* _Exercise objective_:
Would you output the whole listing below, exactly as it reads?
***
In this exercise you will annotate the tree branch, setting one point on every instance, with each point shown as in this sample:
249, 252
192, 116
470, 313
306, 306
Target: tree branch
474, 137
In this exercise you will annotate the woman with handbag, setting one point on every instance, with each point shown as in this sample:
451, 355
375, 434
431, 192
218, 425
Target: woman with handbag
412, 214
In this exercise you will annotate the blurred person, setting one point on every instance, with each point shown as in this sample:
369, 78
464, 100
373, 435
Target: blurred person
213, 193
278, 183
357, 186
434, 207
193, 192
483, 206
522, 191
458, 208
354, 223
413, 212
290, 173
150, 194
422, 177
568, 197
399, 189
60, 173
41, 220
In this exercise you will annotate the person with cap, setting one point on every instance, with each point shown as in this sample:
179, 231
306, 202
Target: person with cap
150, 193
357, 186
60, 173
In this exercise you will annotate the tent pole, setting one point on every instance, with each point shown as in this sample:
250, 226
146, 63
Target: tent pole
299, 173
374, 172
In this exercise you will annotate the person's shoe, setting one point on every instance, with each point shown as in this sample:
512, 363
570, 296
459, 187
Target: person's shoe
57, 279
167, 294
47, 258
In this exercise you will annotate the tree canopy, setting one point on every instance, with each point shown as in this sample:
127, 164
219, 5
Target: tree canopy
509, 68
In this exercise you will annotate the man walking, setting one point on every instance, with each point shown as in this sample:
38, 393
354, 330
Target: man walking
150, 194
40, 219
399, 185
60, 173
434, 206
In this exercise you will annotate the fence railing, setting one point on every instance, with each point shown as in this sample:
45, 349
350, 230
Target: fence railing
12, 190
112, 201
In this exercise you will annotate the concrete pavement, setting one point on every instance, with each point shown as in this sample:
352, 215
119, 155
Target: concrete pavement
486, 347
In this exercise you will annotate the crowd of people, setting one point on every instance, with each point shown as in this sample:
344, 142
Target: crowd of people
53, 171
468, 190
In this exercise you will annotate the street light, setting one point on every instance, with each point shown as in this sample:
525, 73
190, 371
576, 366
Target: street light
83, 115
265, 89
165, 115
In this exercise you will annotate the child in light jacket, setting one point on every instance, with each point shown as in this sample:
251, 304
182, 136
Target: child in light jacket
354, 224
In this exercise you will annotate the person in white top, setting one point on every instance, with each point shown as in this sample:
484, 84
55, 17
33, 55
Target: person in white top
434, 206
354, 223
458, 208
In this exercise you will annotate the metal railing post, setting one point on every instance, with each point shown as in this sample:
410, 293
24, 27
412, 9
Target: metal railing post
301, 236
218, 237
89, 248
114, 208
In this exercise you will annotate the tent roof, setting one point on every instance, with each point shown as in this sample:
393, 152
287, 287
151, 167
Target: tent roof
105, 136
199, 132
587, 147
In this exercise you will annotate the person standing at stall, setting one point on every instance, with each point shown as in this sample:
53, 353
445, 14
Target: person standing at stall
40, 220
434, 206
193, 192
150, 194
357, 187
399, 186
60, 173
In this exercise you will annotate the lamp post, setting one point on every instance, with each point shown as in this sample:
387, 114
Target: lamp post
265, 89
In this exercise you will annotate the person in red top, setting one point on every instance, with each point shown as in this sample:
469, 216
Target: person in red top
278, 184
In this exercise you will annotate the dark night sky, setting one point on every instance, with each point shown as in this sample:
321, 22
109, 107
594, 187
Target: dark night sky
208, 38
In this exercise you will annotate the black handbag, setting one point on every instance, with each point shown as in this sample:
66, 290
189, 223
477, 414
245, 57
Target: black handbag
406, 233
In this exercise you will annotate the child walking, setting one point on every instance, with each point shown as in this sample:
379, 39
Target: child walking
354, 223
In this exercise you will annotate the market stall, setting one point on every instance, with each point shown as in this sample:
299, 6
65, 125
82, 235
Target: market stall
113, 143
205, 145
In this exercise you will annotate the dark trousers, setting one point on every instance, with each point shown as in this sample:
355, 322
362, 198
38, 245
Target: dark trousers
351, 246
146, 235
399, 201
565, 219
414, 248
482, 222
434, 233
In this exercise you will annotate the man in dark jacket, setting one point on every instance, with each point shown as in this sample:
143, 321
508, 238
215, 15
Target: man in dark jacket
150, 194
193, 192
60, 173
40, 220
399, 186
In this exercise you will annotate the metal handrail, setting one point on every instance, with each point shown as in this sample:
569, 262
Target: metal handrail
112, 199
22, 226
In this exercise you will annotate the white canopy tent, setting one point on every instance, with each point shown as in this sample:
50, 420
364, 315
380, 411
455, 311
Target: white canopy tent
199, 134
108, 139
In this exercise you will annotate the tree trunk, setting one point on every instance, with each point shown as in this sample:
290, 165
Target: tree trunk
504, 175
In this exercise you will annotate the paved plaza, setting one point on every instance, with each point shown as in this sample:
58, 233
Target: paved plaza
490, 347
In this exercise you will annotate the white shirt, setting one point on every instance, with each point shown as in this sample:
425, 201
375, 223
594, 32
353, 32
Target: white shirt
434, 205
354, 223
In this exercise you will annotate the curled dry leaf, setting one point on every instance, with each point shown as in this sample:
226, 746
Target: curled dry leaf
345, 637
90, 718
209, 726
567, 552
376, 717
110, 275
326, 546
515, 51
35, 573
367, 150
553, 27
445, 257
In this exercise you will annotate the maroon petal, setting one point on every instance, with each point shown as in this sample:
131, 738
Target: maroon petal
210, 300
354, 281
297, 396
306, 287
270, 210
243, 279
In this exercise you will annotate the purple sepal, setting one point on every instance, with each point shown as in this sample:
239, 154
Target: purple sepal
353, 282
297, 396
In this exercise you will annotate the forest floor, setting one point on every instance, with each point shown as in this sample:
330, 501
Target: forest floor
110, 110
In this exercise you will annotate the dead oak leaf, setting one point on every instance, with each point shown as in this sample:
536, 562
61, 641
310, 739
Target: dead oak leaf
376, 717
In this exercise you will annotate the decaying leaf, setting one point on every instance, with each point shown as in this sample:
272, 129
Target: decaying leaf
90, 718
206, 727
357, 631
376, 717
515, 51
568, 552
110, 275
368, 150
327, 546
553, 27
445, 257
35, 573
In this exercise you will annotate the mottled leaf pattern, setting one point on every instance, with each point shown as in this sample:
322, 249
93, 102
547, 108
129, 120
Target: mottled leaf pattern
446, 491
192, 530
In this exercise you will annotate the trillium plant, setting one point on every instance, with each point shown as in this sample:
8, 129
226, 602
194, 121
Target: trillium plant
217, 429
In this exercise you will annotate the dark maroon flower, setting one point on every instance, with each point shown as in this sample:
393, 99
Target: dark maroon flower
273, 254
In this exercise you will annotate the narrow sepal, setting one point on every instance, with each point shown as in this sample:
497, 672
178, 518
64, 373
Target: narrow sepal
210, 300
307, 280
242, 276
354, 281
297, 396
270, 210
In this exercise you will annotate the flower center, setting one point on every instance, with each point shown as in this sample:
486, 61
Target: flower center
***
* _Full output_:
In this exercise you will annotate the tree branch, setting one point on every instance, with each point shown as in this sample:
249, 252
192, 116
470, 313
306, 306
Target: tree branch
474, 137
In this exercise you will annotate the woman with handbag, setting one point on every instance, with each point shown as in this sample:
451, 355
375, 434
431, 192
218, 425
Target: woman with handbag
412, 214
In this exercise you will annotate the blurred person, setting one point on every instance, with each point shown as in this sample:
369, 78
464, 100
373, 435
Target: blurred person
213, 193
278, 183
357, 186
434, 207
193, 192
483, 206
522, 191
458, 208
354, 223
413, 212
290, 173
150, 194
422, 177
568, 197
399, 189
60, 173
41, 220
In this exercise you will annotate the person with cap, setting one point on every instance, with each point shown as in this sample:
179, 231
306, 202
Target: person with cap
150, 193
357, 186
60, 173
In this exercise you will annotate the tent pole, setting one point on every instance, with each point shown as in this sample:
250, 226
146, 63
Target: tent pole
299, 173
374, 172
In this exercise you will annotate the person's shoe, setting one point on every instance, with each point shown as in this sample:
512, 363
570, 296
459, 187
Target: person's shoe
57, 279
167, 294
47, 258
In this exercise you will annotate the tree canopy, setting one point on every instance, with each point shown as in this sample:
127, 164
219, 5
Target: tree canopy
509, 68
In this exercise you will annotate the man walking, setting one point on every instance, with each point shown as in this sample:
38, 393
354, 330
Target: man walking
150, 194
40, 219
399, 185
60, 173
434, 206
In this exercise you will annotate the fence railing, setting one point on every instance, with each point shown as in this sample:
45, 349
350, 230
Target: fence railing
12, 190
112, 201
In this exercise you will annotate the concrete pavement, setting one point on every instance, with each point shown as in this sample:
352, 215
119, 155
Target: concrete pavement
486, 347
In this exercise you will annotate the crowd of people, setting one point on every instance, with each point shown as in this sample:
344, 142
Target: crowd of people
53, 171
468, 190
In this exercise you will annotate the street light, setting one point on every instance, with each point shown as in this sample:
525, 73
190, 371
576, 366
Target: street light
83, 115
265, 89
165, 115
In this exercise you will annotate the child in light jacket, setting one point on every instance, with each point shown as in this sample:
251, 304
182, 136
Target: child in light jacket
354, 224
In this exercise you will annotate the person in white top, setting one point on every instance, with each point shown as in this sample:
484, 84
55, 17
33, 55
Target: person in white top
434, 206
354, 223
458, 208
In this exercise you will annotate the metal railing post, setting one point on every instance, with each point shown as in this sample:
410, 293
24, 27
412, 9
Target: metal railing post
301, 236
218, 237
89, 248
114, 208
In this exercise you will annotate the tent roof, setting one point on every instance, with each point shown as in this sample:
393, 152
287, 287
151, 167
Target: tent roof
105, 136
199, 132
587, 147
In this exercise you will annotate the person standing at stall, setting one point on every instance, with each point shown as in this sample:
53, 353
445, 14
Target: person standing at stall
40, 220
434, 206
193, 192
150, 194
357, 187
399, 186
60, 173
In this exercise you will annotate the lamp post, setting one point on every instance, with each point shown as in this sample:
387, 114
Target: lamp post
265, 89
In this exercise you will annotate the person in red top, setting one point on every instance, with each point shown as in this sample:
469, 216
Target: person in red top
278, 184
In this exercise you will annotate the dark night sky, setting one point on every instance, with each point shown as in this sample:
321, 22
109, 107
594, 187
Target: dark night sky
208, 38
In this exercise you will annotate the black handbag, setting one point on every instance, with each point shown as in this sample:
66, 290
189, 223
477, 414
245, 57
Target: black handbag
406, 233
In this exercise you will annotate the child walking, setting one point on every instance, with each point shown as in this sample:
379, 39
Target: child walking
354, 223
In this exercise you will annotate the market stall, setting one point on every instance, with each point shown as in this sample:
299, 6
65, 125
82, 235
Target: market stall
113, 143
205, 145
In this exercise you will annotate the dark trousers, setting one point on every instance, with each point shown as in this sample:
355, 322
362, 198
38, 245
Target: dark trousers
351, 246
146, 235
399, 201
565, 219
414, 248
482, 222
434, 233
In this exercise you will annotate the man in dark jacket, setting one point on every instance, with each point shown as in this sample:
143, 321
508, 238
215, 15
Target: man in dark jacket
150, 194
193, 192
60, 173
40, 220
399, 186
In this exercise you will annotate the metal handrail, setting one point on every instance, with each point shown as in this sample:
569, 262
Target: metal handrail
112, 199
22, 226
In this exercise you will annotate the white canopy tent, setting one point on every instance, with each point shown as in this sample:
50, 420
364, 315
380, 411
455, 311
Target: white canopy tent
199, 134
108, 139
In this exercise you will annotate the tree trunk, setting one point on every instance, with each point shown as in this sample:
290, 165
Target: tree trunk
504, 175
In this exercise you will annotate the paved plaza, setting one point on every instance, with each point shown as in this sample:
58, 233
Target: paved plaza
490, 347
In this exercise you will annotate the white shirt, setting one point on every instance, with each point shown as in this sample:
425, 201
375, 223
594, 32
353, 32
Target: white shirt
434, 205
354, 223
In this exercise you will annotate the curled dry leaf, setting one point on every instance, with each point shown as in this sample:
226, 746
Target: curled dry leaf
345, 637
90, 718
209, 726
567, 552
376, 717
110, 275
326, 546
515, 51
35, 573
367, 150
553, 27
445, 257
In this exercise you will annotate the maroon petal, setting one point on every instance, with each point shown as in this sample:
131, 738
Target: maroon petal
210, 300
354, 281
297, 396
306, 287
270, 210
243, 279
In this exercise you will annotate the purple sepal, setting one point on every instance, with each point shown as in this sample:
239, 154
Target: purple sepal
353, 282
297, 396
In this exercise you will annotate the forest floor, setting one point on every instance, with each point shown as in this sample:
330, 501
Target: forest floor
110, 110
In this exercise you will annotate the dead oak leaf, setting one point on every instance, with each point shown as in this sample:
536, 562
61, 641
310, 739
Target: dead oak leaf
376, 717
In this exercise you will annotate the decaying leaf, setting one point on every instance, with each point shown as in this sample:
272, 129
Target: decaying leaf
90, 718
206, 727
357, 631
376, 717
515, 51
568, 552
110, 275
368, 150
327, 546
553, 27
445, 257
35, 573
In this exercise you will annotate the mottled leaf pattern, setting one point on every instance, with each point shown as in this sample:
322, 249
93, 102
547, 108
129, 120
Target: mottled leaf pattern
446, 491
192, 530
In this exercise you will annotate the trillium plant, setting one point on every instance, with each point shown as in this sample:
8, 129
226, 602
194, 121
Target: trillium plant
217, 429
In this exercise you will annotate the dark maroon flower, setting one point on every instance, with each point shown as in this sample:
393, 99
Target: dark maroon flower
273, 254
In this exercise you will annotate the narrow sepal, setting one point on every instance, with each point shown as in this sample:
497, 672
178, 518
64, 373
Target: narrow sepal
210, 300
307, 280
242, 276
354, 281
297, 396
270, 210
In this exercise you will annotate the flower center, setting one point on every instance, with each point shown as in this sample:
486, 61
Target: flower center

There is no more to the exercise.